EXCERPTED PASSAGE -
(New York, NY) – Reporting today suggests the Trump administration will move to expel Chinese graduate students with connections to military-linked universities. That comes as two Republican senators have introduced a bill to bar Chinese nationals from obtaining visas to study STEM fields at U.S. universities. PEN America today said such moves are discriminatory.

“These proposals risk institutionalizing nationality-based discrimination, full stop,” said Jonathan Friedman, director of the Campus Free Speech Program at PEN America. “There are valid reasons to be concerned about espionage by the Chinese government in U.S. universities and beyond. We need to find ways to defend against that legitimate threat without resorting to policies that paint with too broad a brush and risk a host of negative consequences. Expelling all Chinese students with certain university affiliations, without regard to whether their work or field of study raises specific concerns, or denying Chinese students visas for STEM fields en masse, echoes dark historic trends that must not be allowed to resurge.”

These moves follow a trend of anti-immigrant orders that have been a hallmark of the Trump presidency, and anti-Chinese sentiment that has grown more extreme during the COVID-19 pandemic. PEN America previously expressed concern over reports that the State Department was considering new measures to vet and monitor applicants for student visas from China, and that the FBI was advising U.S. universities to develop protocols for monitoring students and scholars from Chinese state-affiliated research institutions. PEN America has stressed that any such measures must be based on individualized suspicion, not rooted in blanket exclusions.

“It is true that international exchange with China, a country where the government prioritizes the furtherance of its national interests over guarantees of academic freedom, poses serious challenges,” said PEN America’s Friedman. “But it also brings significant benefits to both the U.S. and China individually, and to relations and understanding between the two countries. The U.S. government cannot credibly stand against authoritarianism and uphold academic freedom while engaging in widespread expulsions based upon guilt by association, or imposing blunderbuss visa denials predicated on nationality. If there are articulable concerns about specific individuals because of their activities and affiliations, those should be pursued without regard to students’ country of origin. As they stand, these policies threaten to impede the training of new scientists and disrupt ongoing academic projects. They jeopardize the future of global scholarly exchange and are at odds with U.S. universities’ liberal and democratic values.”

Natural-language object grounding data -
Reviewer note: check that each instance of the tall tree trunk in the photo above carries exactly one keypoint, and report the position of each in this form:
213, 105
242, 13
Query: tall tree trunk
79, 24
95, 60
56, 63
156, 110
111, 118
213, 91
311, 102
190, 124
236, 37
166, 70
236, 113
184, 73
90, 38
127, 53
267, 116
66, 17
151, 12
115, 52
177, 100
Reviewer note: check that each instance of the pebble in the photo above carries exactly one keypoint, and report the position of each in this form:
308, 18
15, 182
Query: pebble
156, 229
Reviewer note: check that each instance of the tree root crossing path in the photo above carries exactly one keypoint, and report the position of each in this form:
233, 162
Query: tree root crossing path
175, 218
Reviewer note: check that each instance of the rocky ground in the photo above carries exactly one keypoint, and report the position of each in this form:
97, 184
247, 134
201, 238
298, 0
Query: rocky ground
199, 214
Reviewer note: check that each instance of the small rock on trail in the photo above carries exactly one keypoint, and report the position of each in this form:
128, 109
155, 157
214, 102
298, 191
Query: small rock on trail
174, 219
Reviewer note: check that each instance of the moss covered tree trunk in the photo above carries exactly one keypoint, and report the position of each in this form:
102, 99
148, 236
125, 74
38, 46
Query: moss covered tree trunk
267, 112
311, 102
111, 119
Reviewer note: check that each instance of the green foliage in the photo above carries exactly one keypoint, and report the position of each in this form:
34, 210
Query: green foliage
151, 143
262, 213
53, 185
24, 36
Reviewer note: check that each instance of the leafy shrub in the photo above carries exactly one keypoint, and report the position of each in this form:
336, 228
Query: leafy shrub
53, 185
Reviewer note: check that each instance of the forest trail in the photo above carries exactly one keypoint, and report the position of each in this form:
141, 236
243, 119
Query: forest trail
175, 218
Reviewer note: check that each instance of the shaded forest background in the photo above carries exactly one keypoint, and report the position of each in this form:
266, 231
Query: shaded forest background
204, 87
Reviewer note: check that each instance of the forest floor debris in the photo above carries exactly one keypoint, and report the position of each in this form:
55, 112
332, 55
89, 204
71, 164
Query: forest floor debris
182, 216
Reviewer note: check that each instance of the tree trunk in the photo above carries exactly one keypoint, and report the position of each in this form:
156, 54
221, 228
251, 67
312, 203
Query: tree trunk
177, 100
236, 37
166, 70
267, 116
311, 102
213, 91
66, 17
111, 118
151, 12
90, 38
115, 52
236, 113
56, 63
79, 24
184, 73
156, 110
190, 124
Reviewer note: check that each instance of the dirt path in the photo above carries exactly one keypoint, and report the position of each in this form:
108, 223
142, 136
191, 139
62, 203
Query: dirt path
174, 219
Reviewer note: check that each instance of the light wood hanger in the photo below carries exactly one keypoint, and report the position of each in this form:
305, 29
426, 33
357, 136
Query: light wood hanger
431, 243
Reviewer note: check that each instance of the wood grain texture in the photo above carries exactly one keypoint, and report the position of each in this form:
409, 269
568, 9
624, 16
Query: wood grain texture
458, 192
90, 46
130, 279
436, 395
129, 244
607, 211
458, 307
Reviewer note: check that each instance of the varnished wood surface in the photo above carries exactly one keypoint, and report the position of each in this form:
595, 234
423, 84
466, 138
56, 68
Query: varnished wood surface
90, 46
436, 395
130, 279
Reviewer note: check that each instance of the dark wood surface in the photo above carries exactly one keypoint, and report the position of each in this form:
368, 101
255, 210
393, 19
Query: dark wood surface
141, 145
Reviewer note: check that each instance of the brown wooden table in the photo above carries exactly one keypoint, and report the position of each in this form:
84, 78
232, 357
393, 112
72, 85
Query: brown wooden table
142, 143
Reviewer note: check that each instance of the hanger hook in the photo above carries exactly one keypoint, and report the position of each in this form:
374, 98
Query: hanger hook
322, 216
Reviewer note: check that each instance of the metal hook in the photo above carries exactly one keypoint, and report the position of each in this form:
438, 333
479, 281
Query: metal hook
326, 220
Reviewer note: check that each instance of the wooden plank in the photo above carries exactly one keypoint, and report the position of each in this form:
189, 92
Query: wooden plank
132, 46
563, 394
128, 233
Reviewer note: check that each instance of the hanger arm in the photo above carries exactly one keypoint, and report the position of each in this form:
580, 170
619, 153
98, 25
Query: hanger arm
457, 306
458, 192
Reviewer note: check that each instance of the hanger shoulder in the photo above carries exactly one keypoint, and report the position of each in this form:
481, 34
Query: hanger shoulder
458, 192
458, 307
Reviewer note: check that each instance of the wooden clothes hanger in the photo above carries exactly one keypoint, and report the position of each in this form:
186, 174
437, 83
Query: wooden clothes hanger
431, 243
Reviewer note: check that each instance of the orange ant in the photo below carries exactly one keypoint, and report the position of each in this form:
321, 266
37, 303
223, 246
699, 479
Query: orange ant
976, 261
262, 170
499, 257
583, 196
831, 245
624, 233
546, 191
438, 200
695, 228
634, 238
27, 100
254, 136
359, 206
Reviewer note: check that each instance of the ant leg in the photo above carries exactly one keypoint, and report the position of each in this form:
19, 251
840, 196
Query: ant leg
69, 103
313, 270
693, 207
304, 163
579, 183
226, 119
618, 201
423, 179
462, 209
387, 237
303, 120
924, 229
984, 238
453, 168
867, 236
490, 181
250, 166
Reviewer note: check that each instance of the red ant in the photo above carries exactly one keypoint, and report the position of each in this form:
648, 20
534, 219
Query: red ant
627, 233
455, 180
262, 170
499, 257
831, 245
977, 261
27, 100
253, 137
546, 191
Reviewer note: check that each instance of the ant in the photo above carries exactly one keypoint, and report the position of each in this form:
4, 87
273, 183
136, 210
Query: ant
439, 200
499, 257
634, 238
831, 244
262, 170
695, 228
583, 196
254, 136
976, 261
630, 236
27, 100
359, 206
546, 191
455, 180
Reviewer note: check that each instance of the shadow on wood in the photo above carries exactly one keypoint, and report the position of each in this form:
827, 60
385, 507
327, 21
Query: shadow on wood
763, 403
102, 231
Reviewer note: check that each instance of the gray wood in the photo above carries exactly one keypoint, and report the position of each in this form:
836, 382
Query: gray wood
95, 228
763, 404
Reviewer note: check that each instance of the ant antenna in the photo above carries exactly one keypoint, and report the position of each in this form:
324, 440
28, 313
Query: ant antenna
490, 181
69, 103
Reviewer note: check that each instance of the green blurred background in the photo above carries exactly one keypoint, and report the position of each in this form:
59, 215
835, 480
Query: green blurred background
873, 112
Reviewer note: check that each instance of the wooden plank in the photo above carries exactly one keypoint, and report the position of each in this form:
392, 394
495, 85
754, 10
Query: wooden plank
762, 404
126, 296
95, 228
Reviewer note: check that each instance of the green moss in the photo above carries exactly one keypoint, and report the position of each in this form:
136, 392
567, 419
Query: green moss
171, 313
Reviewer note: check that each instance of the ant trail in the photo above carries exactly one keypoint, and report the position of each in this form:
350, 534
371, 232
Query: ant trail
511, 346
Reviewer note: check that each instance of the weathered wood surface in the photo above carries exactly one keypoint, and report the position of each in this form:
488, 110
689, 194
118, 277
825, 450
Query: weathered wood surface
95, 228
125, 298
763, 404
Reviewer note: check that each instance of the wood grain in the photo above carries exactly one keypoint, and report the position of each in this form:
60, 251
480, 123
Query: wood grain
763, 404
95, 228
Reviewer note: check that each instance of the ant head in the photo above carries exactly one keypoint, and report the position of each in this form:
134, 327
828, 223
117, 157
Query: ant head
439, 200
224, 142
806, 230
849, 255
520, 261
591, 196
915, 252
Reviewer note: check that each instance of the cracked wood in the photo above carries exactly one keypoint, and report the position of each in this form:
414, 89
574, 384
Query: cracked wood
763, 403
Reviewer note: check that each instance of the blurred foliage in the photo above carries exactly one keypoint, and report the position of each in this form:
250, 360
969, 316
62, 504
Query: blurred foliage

...

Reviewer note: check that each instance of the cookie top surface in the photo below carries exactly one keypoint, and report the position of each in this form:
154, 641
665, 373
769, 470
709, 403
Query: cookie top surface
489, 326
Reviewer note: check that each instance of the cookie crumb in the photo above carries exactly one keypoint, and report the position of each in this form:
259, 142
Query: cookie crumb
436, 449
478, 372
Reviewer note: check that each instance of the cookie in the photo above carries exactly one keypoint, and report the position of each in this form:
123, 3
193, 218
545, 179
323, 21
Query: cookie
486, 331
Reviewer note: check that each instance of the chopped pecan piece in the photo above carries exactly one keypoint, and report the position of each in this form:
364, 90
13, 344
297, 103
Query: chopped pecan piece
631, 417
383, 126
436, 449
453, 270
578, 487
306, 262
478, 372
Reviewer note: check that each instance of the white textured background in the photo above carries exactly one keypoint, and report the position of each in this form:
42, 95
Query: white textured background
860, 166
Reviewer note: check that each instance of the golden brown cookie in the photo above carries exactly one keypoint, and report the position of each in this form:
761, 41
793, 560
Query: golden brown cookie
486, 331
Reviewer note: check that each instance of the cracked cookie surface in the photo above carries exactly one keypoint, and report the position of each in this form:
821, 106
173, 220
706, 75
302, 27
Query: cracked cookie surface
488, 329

TASK -
For each numbered statement, answer yes or no on whether it agrees with the PEN America statement above, and quote the words from that statement that settle it.
1. Two Republican senators have introduced a bill to keep Chinese nationals from getting visas to study STEM fields at U.S. universities.
2. PEN America has said that measures against Chinese students should rest on blanket exclusions.
3. Friedman says there is no valid reason for concern about Chinese government espionage in U.S. universities.

EXERCISE ANSWER -
1. Yes: "two Republican senators have introduced a bill to bar Chinese nationals from obtaining visas to study STEM fields at U.S. universities."
2. No: "PEN America has stressed that any such measures must be based on individualized suspicion, not rooted in blanket exclusions."
3. No: "There are valid reasons to be concerned about espionage by the Chinese government in U.S. universities and beyond."